(What is needed) Copy the entries exactly. Leave out any pictures.

------------------------------

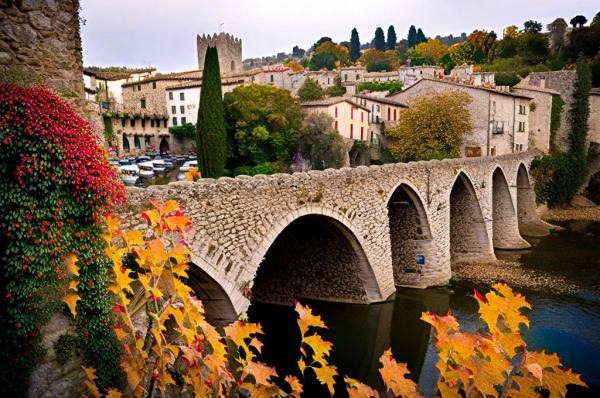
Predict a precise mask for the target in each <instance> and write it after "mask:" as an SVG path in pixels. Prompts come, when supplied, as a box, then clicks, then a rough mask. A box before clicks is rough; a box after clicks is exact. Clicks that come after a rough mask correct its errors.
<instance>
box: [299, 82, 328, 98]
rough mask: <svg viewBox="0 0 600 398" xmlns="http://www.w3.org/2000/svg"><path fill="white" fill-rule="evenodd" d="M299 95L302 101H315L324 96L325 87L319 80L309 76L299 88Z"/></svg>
mask: <svg viewBox="0 0 600 398" xmlns="http://www.w3.org/2000/svg"><path fill="white" fill-rule="evenodd" d="M298 97H299V98H300V99H301V100H302V101H314V100H319V99H322V98H323V88H321V85H320V84H319V82H318V81H316V80H315V79H312V78H310V77H307V78H306V80H304V83H303V84H302V86H300V88H299V89H298Z"/></svg>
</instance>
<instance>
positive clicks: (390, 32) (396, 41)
mask: <svg viewBox="0 0 600 398" xmlns="http://www.w3.org/2000/svg"><path fill="white" fill-rule="evenodd" d="M397 41H398V37H397V36H396V29H394V25H390V26H389V27H388V40H387V48H388V50H395V49H396V42H397Z"/></svg>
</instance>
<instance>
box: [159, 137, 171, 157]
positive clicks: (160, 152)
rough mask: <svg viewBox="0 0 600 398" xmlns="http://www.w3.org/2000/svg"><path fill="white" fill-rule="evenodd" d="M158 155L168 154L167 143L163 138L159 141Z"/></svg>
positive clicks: (166, 141) (168, 148)
mask: <svg viewBox="0 0 600 398" xmlns="http://www.w3.org/2000/svg"><path fill="white" fill-rule="evenodd" d="M159 149H160V154H161V155H164V154H166V153H168V152H169V141H167V139H166V138H163V139H162V140H160V147H159Z"/></svg>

------------------------------

(Answer)
Predict a precise mask for the target in each <instance> and write it after "mask:" as an SVG path in pixels. Prompts come, when supplied, as a box, then clicks, then a rough mask. A box before clicks is rough; a box after clicks is exact. Clicks that come after a rough mask correct its errors.
<instance>
box: [299, 82, 328, 98]
rough mask: <svg viewBox="0 0 600 398" xmlns="http://www.w3.org/2000/svg"><path fill="white" fill-rule="evenodd" d="M299 95L302 101H315L324 96L325 87L319 80L309 76L299 88Z"/></svg>
mask: <svg viewBox="0 0 600 398" xmlns="http://www.w3.org/2000/svg"><path fill="white" fill-rule="evenodd" d="M298 97H299V98H300V99H301V100H302V101H314V100H319V99H322V98H323V88H321V85H320V84H319V82H318V81H316V80H315V79H312V78H310V77H307V78H306V80H304V83H303V84H302V86H300V88H299V89H298Z"/></svg>
</instance>
<instance>
positive clicks: (390, 32) (396, 41)
mask: <svg viewBox="0 0 600 398" xmlns="http://www.w3.org/2000/svg"><path fill="white" fill-rule="evenodd" d="M397 41H398V37H397V36H396V29H394V25H390V26H389V27H388V40H387V48H388V50H395V49H396V42H397Z"/></svg>
</instance>
<instance>
box: [159, 137, 171, 157]
positive clicks: (160, 152)
rough mask: <svg viewBox="0 0 600 398" xmlns="http://www.w3.org/2000/svg"><path fill="white" fill-rule="evenodd" d="M158 155L168 154L167 143L163 138L159 141Z"/></svg>
positive clicks: (166, 141) (168, 148)
mask: <svg viewBox="0 0 600 398" xmlns="http://www.w3.org/2000/svg"><path fill="white" fill-rule="evenodd" d="M159 149H160V154H161V155H164V154H166V153H168V152H169V141H167V139H166V138H163V139H162V140H160V147H159Z"/></svg>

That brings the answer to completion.